*Übungsaufgaben*
1. Schreiben Sie aus dem Textauszug über die Maske des Henkers die Stelle von „Die Maske des Henkers besteht“ bis einschließlich „Subjektivität eine Fiktion.“ wortgetreu ab.
2. Setzen Sie den Textauszug über die Maske des Henkers im Anschluss an seinen letzten Satz fort.

#### Textauszug ####

Die Repräsentant_innen der Macht beweisen Mut zur Unvollständigkeit und übertreffen sich gegenseitig im permanenten Erzeugen von Lücken der Repräsentation. Die Lücken der Repräsentation werden vom Nichts, als eigentlichem Inhaber der Macht gefüllt. Das Nichts ist die letztgültige, immaterielle Ursache aller produktiven und zerstörerischen Bewegung: der Algorithmus des Kapitals, die mathematische Funktion der Steigerung, Zentralisierung und Konzentration einer fiktiven Geldmenge ins Unermessliche.

Das Nichts tanzt in den den Lücken der Repräsentation und trägt dabei die ideologische Maske des Henkers. Doch die Maske des Henkers ist nicht nackt, sie ist bemalt mit den Zeichen der Kultur.

Die Maske des Henkers besteht nahezu vollständig aus den vielfältig wechselnden Verschleierungen der Kultur, als Produktion immer neuer Farben und Bedeutungen. Am Ort der ideologischen Repräsentation wird der gültige Freiheitsbegriff definiert und durch Gewalt sanktioniert.

Durch die permanente Bedrohung des Nichts, als formlos tanzendem Körper und Träger der Maske, sind die Subjekte ständig bestrebt ins Angesicht der Maske des Henkers zu blicken und sich darin zu spiegeln, denn nur im Blickfeld der vermeintlichen Kultur wähnen sie sich vor Schlägen aus dem Hinterhalt, vor dem Fall in die mittellose Leere der Bedeutungslosigkeit geschützt. Doch in in diesem Verhältnis der bloßen Abhängigkeit von Kultur bleibt ihre Subjektivität eine Fiktion.

#### Datenblock ####

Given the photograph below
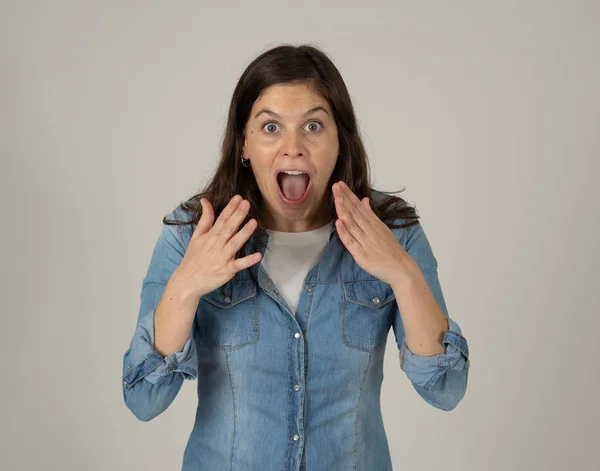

####

*Lösungen je Aufgabe*
1.
Die Maske des Henkers besteht nahezu vollständig aus den vielfältig wechselnden Verschleierungen der Kultur, als Produktion immer neuer Farben und Bedeutungen. Am Ort der ideologischen Repräsentation wird der gültige Freiheitsbegriff definiert und durch Gewalt sanktioniert.

Durch die permanente Bedrohung des Nichts, als formlos tanzendem Körper und Träger der Maske, sind die Subjekte ständig bestrebt ins Angesicht der Maske des Henkers zu blicken und sich darin zu spiegeln, denn nur im Blickfeld der vermeintlichen Kultur wähnen sie sich vor Schlägen aus dem Hinterhalt, vor dem Fall in die mittellose Leere der Bedeutungslosigkeit geschützt. Doch in in diesem Verhältnis der bloßen Abhängigkeit von Kultur bleibt ihre Subjektivität eine Fiktion.

2.
Die rechtsradikalen Bewegungen und der IS machen hier einen Fehler: Sie wischen die geschminkten Tränen der Kultur von der Maske des Henkers und wollen sich zur nackten Henkerschaft der Macht bekennen. Doch darin werden sie den Bedürfnissen des gesamten politisch ökonomischen Apparates derart gerecht, dass sich das fragile sozialdemokratische Gleichgewicht dieses kapitalistischen Perpetuum mobile leicht zu einer Resonanzkatastrophe verleiten lassen könnte. Dies wäre eine Bewegung wechselseitiger Verstärkung, die von ihrer Zeugenschaft sicher nicht viel übrig ließe.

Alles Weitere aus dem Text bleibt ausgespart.